_Text block_:
___

When you initially looked at the 'lower hi' wave example presented in the 'Lower Hi' category above, you no doubt thought . . . "OK, but what comes 1st? . . . it's easy to see in hindsight . . . but is there a cause?" . . . and the answer is Yes. There is a reoccurring moment in time where price crosses the momentum wave. This moment in time is consistently found at ~Tm21. Why?
1.Market Vibrational Wavelength = 26 2.Crossing wave = Friction Point 3.Crest or Trough - Friction Point = 5 4.Wavelength - 5 = 21 or . . . 5.Crest to Trough = 13 (ie. Wavelength/2) 6.Trough to Crest = 13 (ie. Wavelength/2) 7.Crest to Friction = 8 8.Trough to Friction = 8 9.Crest to Crest Friction or Trough to Trough Friction = 21 (ie. 13 + 8)
If price at this time (Tm21) cannot stay above the 'Friction Vector from Origin' (red), then a lower high is imminent. And lower high implies lower prices with confirmation being price staying below resistance level thresholds. Note that the friction vectors shown above are generated at origin (ie. 21 bars back) and show in the future, so it is easy to watch prices action as it applies into (approaches) Tm21.
The question then . . . Where is price @ Tm21?, becomes one of 'resistance vs. support' @ Tm21, (ie. Tm21 Threshold!). Threshold of 'Change vs. Continuance', and understanding that is the crux of successful trading.

___

_Data extract_:
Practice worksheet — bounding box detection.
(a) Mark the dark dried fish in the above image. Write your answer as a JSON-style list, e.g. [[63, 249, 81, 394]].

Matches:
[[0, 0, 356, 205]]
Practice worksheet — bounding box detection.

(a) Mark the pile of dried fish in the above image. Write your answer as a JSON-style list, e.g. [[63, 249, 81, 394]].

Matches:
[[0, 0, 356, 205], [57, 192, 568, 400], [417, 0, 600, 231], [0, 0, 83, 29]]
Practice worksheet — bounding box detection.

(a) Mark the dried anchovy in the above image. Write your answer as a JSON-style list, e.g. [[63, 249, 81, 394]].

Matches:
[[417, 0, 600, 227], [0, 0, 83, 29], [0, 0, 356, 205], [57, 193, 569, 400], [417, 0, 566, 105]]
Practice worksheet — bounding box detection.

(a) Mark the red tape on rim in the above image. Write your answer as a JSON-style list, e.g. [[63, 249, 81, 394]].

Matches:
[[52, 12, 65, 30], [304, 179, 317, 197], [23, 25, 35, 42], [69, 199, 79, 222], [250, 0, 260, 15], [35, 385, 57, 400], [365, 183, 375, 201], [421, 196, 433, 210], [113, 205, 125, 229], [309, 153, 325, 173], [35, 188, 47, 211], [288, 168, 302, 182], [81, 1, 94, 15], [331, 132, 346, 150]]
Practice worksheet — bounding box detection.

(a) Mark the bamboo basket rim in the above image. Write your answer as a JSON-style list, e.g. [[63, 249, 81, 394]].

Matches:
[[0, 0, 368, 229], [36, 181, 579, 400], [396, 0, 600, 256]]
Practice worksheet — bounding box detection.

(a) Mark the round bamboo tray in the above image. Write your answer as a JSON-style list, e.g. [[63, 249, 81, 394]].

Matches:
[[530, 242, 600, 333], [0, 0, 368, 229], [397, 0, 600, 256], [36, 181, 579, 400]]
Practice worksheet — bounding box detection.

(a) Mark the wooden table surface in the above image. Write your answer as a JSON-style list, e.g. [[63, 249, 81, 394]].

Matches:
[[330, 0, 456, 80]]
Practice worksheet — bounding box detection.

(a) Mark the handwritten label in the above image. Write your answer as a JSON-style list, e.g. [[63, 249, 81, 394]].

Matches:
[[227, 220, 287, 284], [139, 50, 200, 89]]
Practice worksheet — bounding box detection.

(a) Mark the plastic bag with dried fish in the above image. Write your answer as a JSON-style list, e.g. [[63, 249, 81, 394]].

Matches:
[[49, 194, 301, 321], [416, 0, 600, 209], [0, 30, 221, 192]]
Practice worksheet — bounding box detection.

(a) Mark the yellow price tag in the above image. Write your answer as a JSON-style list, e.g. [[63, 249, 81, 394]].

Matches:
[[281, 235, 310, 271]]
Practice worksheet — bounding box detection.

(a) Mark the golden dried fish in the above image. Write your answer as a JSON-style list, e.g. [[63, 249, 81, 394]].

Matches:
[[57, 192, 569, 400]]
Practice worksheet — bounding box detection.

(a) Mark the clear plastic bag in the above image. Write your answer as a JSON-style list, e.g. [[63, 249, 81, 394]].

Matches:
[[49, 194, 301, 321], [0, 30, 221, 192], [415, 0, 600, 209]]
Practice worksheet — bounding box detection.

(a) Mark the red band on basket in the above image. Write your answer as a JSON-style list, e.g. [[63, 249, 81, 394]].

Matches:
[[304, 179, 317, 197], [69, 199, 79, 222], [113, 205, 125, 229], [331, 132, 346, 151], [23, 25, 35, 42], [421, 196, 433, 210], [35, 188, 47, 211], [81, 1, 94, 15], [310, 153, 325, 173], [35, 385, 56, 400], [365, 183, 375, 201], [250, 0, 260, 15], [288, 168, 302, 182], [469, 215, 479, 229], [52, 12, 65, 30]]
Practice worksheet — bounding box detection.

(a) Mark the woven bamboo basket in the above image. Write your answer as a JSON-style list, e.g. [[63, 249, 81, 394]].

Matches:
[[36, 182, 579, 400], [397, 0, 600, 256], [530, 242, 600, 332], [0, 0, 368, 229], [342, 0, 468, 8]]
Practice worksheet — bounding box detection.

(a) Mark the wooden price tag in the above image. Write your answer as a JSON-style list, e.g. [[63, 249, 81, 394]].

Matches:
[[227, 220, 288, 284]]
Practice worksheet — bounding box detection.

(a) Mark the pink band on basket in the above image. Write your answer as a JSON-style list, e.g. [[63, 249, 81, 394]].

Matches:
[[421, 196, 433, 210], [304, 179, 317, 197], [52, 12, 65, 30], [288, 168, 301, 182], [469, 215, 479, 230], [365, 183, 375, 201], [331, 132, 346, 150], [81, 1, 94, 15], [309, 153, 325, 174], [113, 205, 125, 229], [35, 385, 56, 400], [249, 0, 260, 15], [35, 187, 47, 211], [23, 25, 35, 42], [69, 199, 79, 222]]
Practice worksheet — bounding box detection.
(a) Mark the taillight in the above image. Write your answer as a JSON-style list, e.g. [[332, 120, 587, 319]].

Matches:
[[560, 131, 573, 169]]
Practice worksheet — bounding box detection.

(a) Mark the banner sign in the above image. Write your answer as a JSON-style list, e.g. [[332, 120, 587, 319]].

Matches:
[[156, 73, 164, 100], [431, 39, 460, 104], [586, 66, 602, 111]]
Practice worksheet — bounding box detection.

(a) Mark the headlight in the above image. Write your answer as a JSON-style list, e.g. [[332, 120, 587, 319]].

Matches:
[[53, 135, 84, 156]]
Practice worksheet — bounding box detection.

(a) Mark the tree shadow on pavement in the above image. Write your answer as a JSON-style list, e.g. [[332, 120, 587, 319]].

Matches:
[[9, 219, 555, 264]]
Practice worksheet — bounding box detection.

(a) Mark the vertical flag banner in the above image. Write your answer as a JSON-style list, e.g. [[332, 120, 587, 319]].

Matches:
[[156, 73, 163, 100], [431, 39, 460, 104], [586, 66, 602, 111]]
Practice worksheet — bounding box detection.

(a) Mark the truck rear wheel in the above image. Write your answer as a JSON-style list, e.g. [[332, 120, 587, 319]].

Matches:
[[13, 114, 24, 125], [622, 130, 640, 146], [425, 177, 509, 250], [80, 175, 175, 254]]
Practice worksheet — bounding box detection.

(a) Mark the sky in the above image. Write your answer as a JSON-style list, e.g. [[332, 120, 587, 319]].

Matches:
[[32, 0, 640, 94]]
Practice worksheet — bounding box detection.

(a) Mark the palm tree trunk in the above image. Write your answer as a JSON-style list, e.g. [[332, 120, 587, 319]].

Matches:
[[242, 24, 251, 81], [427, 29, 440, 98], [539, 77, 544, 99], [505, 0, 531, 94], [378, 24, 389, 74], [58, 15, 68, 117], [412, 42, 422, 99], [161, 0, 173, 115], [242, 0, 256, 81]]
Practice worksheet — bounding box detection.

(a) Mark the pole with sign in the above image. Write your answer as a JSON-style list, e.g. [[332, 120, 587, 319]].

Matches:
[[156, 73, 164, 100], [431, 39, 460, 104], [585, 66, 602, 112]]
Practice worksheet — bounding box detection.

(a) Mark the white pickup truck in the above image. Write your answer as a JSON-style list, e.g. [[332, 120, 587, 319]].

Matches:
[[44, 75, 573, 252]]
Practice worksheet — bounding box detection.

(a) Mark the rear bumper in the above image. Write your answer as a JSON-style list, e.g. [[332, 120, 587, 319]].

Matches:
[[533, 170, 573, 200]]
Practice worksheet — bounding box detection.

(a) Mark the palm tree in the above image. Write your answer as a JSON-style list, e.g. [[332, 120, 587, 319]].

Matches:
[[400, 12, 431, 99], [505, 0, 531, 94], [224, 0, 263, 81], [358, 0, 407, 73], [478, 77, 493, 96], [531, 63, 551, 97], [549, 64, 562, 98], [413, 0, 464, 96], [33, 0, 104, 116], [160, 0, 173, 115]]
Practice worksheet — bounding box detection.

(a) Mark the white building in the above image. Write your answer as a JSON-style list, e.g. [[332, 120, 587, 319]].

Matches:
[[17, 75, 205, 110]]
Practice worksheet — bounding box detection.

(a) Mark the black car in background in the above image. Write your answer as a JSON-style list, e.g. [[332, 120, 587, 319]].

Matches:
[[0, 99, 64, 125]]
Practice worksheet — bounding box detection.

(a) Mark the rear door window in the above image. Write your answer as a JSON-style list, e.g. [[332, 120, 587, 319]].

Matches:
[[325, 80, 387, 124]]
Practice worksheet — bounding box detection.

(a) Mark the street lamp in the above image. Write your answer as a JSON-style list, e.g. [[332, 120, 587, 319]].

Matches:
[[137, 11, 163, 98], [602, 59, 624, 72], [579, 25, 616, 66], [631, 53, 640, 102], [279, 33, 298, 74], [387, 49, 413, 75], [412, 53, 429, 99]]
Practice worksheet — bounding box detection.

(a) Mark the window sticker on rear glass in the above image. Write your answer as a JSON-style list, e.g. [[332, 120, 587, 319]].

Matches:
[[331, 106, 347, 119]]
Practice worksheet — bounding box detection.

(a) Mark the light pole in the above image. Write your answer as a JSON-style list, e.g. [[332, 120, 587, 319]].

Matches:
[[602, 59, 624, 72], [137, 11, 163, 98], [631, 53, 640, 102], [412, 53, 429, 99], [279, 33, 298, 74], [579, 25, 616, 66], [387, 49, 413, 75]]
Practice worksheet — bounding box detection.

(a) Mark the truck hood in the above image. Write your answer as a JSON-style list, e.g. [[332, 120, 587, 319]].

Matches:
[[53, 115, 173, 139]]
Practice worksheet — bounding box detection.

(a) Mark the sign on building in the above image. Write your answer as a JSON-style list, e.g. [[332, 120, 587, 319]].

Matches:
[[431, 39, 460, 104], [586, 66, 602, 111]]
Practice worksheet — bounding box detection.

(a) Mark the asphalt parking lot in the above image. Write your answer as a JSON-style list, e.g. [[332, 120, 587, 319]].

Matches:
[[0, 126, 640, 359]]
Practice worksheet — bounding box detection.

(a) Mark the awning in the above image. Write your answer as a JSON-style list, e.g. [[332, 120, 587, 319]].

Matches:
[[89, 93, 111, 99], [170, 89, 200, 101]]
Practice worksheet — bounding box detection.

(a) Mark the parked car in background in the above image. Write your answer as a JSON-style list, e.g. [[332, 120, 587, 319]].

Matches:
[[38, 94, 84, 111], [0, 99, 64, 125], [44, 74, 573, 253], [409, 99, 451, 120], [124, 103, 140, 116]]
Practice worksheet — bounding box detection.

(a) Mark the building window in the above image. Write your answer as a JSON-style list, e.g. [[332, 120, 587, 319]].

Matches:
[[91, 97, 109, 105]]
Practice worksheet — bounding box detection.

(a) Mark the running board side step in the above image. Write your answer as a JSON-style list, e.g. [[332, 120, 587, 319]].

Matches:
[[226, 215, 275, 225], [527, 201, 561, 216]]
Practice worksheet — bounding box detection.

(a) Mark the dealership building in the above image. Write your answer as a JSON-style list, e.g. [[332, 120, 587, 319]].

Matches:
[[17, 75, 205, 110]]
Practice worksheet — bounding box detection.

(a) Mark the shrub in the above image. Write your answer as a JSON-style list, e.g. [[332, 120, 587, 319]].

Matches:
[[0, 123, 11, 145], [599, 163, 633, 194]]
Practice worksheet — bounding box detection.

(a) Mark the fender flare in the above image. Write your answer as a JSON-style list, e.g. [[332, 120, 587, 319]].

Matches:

___

_Written exercise 1_:
Translate this sentence from the momentum wave text into German: "There is a reoccurring moment in time where price crosses the momentum wave."
_Written exercise 2_:
Pick up the momentum wave text after its final sentence and carry it forward.
The listing is separate material and has no connection to the momentum wave text.

_Written answer 1_:
Es gibt einen wiederkehrenden Zeitpunkt, an dem der Preis die Momentumwelle kreuzt.

_Written answer 2_:
Vibration itself would not exist if there were not two opposing forces in play at all times. These forces are generated from the above (Crest) and the below (Trough) undulation of the momentum wave and are described in further detail elsewhere in this help file. For now, understand that demonstrated in the pic above is the 'above' force, exerted from the prior wave crest. So the Tm21 shown thus far is Tm21Abv. What makes a Time Threshold significant is the combination of Sup/Res components present at Time. The operative word here is 'present'. Remember these Sup/Res components were generated at an earlier 'Time', and projected into the future. Price is there at time because that is what price does . . . it constantly moves to threshold because it is attracted to that decision state. That's why we are interested in price action as it 'applies' into threshold.
What's missing from our picture then is the Below Time, or Tm21Blw.
At ~8:35 one can see a significant threshold of Tm21Blw and Tm21Abv. That threshold was known ever since ~7:30 (Crest). It is fundamental to MTR that price is pretty likely to 'be there then', and as that time approaches the 'destiny of the rise in price' is confirmed. Specifically starting at the trough at ~8:16.
Which can be traded as a retracement trade with the white support shown. This is an important level and is only support until it is not. That white line is -5 (a Tm component) into the negative (or contra-momentum) space found below the trough P/T level, and represents a significant holding level 'IF' price is going to hold and rise (or spiral up) into the momentum which is now rising. Any move below is a stop and any upside to come (following a move below white) would have to prove itself by getting back above this white level. The question is . . . is there reason for rise here?, and the answer is yes . . . significant threshold exists at Tm21 (~8:35). From a trading perspective, Reward to Risk here is ~ 5 to 1. Knowing Rwd to Rsk is another essential to successful trading.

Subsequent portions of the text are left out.